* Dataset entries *
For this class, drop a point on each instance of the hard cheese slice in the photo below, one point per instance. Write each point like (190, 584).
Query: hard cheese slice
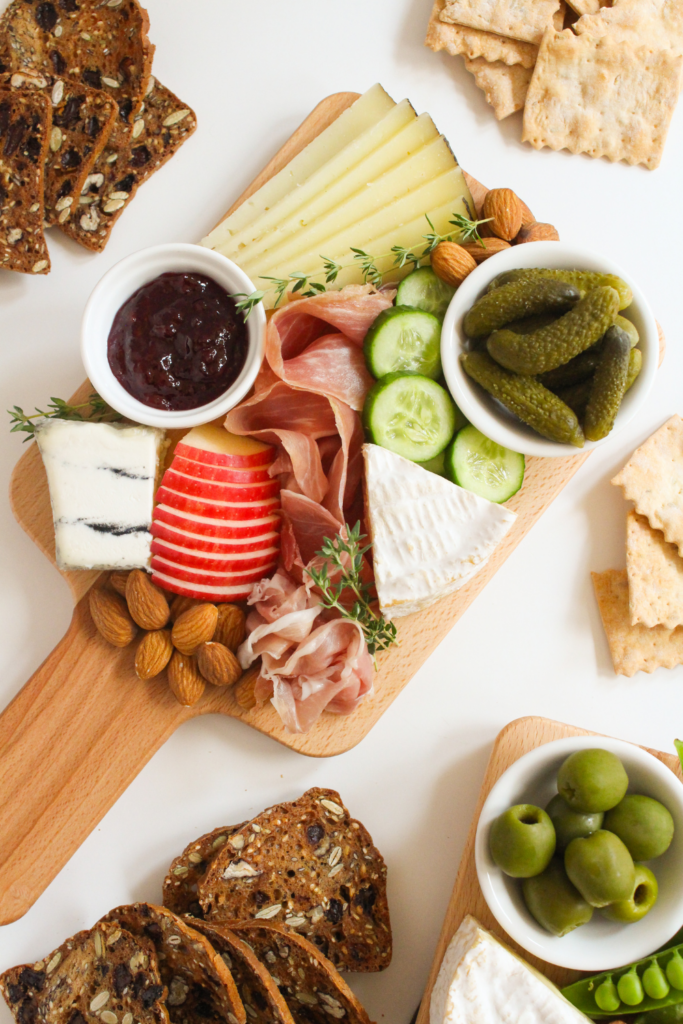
(483, 982)
(429, 536)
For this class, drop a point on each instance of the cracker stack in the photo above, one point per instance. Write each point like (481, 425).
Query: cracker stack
(606, 85)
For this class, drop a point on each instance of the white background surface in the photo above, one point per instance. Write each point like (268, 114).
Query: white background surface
(531, 643)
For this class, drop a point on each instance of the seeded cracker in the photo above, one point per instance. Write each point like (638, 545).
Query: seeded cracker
(310, 866)
(652, 479)
(200, 985)
(104, 976)
(633, 648)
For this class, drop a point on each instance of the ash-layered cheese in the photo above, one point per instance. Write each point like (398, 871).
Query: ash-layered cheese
(101, 478)
(482, 982)
(429, 536)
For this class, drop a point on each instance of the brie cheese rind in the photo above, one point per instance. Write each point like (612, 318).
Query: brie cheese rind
(429, 536)
(480, 981)
(101, 478)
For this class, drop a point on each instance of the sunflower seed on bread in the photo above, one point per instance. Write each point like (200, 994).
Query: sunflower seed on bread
(311, 867)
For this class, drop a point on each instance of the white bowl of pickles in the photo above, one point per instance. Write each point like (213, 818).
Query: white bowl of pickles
(584, 889)
(573, 373)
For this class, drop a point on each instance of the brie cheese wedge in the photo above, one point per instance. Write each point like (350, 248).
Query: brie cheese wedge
(429, 536)
(101, 478)
(482, 982)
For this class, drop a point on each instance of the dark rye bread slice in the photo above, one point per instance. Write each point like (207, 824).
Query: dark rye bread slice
(184, 875)
(311, 986)
(97, 977)
(130, 157)
(310, 866)
(25, 131)
(201, 988)
(262, 999)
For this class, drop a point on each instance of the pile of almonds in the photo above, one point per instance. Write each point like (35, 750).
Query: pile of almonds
(510, 222)
(194, 641)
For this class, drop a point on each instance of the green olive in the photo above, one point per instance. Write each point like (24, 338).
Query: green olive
(600, 867)
(592, 780)
(522, 841)
(640, 902)
(643, 824)
(570, 824)
(554, 902)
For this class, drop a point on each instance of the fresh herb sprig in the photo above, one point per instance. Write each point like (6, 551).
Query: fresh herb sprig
(466, 228)
(94, 409)
(344, 554)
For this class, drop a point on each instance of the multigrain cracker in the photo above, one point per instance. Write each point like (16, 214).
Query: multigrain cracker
(654, 569)
(457, 39)
(504, 86)
(652, 479)
(633, 648)
(606, 97)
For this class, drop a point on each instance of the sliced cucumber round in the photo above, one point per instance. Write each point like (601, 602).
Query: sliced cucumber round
(424, 290)
(403, 340)
(411, 415)
(480, 465)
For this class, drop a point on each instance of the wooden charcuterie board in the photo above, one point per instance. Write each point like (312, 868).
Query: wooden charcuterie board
(84, 726)
(512, 742)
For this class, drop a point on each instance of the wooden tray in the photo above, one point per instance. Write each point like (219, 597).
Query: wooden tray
(517, 738)
(83, 726)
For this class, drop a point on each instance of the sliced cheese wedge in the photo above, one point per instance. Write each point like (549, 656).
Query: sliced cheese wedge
(481, 981)
(429, 536)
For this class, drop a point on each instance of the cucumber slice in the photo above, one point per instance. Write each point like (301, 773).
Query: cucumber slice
(411, 415)
(480, 465)
(403, 340)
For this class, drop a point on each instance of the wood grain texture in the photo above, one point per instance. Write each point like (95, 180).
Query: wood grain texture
(515, 739)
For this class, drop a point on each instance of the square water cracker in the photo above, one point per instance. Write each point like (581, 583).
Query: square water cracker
(654, 569)
(652, 479)
(633, 648)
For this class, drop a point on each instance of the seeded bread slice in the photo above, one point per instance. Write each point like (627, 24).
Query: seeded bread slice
(310, 866)
(200, 985)
(97, 977)
(262, 999)
(130, 157)
(311, 986)
(184, 875)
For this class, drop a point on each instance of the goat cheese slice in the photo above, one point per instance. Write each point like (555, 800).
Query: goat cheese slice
(482, 982)
(429, 536)
(101, 478)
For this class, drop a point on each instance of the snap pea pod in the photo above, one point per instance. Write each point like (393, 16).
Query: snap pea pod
(648, 987)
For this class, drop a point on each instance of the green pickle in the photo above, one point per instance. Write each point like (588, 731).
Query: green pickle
(556, 344)
(524, 396)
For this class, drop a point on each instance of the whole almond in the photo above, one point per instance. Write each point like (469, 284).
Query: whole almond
(111, 617)
(195, 627)
(154, 653)
(146, 602)
(538, 232)
(184, 679)
(481, 251)
(231, 628)
(218, 665)
(452, 263)
(505, 211)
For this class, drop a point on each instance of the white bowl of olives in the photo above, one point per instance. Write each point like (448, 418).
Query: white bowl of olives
(579, 850)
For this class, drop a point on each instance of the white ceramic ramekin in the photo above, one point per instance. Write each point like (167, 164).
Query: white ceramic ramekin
(119, 284)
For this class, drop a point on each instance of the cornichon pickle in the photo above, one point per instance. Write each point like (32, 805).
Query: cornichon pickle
(556, 344)
(516, 300)
(534, 403)
(583, 280)
(608, 384)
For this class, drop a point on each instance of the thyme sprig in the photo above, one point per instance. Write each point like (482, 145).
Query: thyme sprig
(57, 409)
(344, 553)
(466, 228)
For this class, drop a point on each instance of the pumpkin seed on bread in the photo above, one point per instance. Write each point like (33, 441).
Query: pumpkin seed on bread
(310, 866)
(96, 977)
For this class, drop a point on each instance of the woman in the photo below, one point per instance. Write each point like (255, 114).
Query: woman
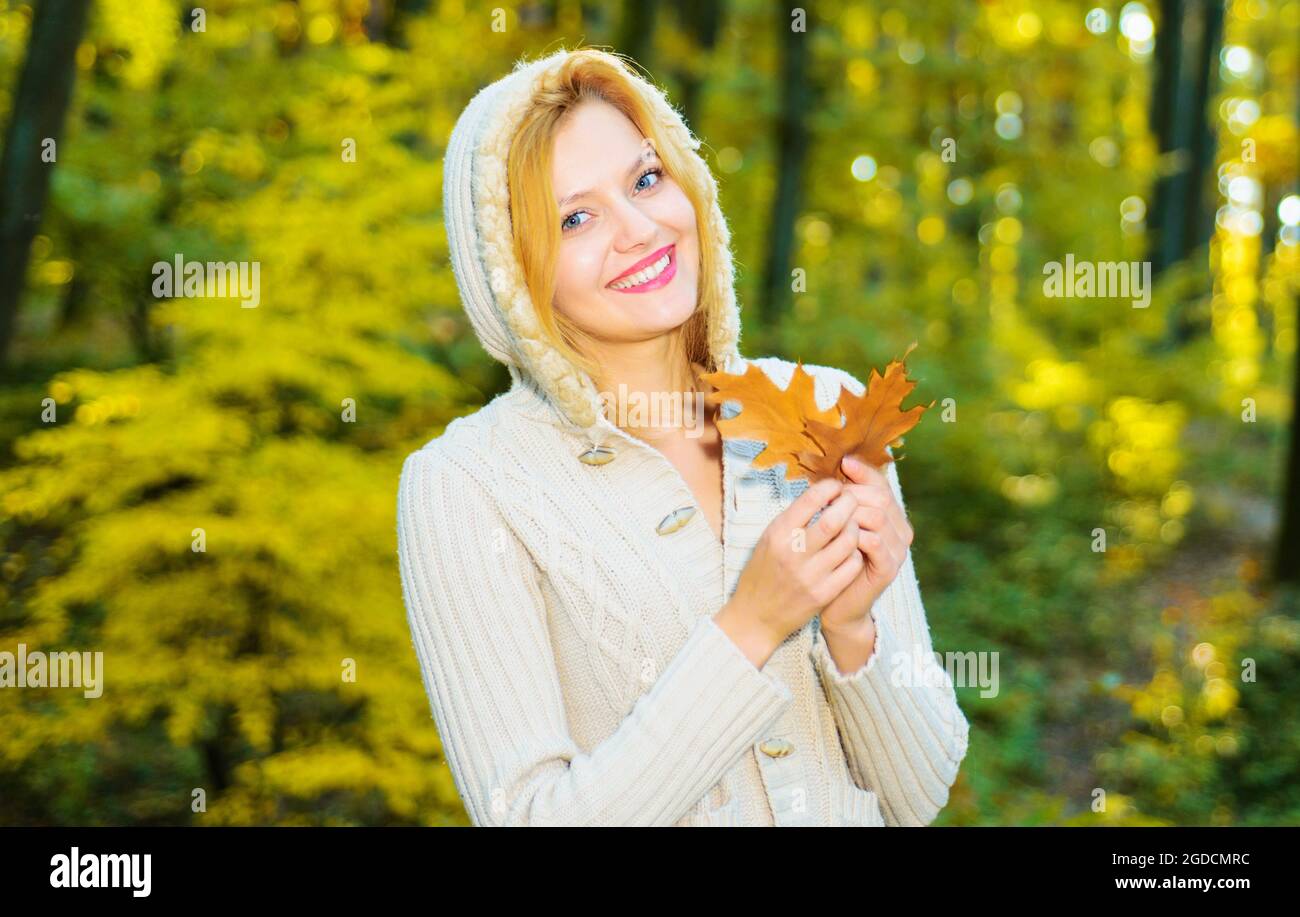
(629, 624)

* YOUR TASK *
Go through the entries. Report every line that contains the word "below".

* THE ANSWER *
For this class, drop a point on each instance of the hard cheese slice in the photo below, one point per instance. Write each point like (190, 584).
For this class, drop a point on each instance of the woman in the photo below, one point per instance. Write each point like (255, 114).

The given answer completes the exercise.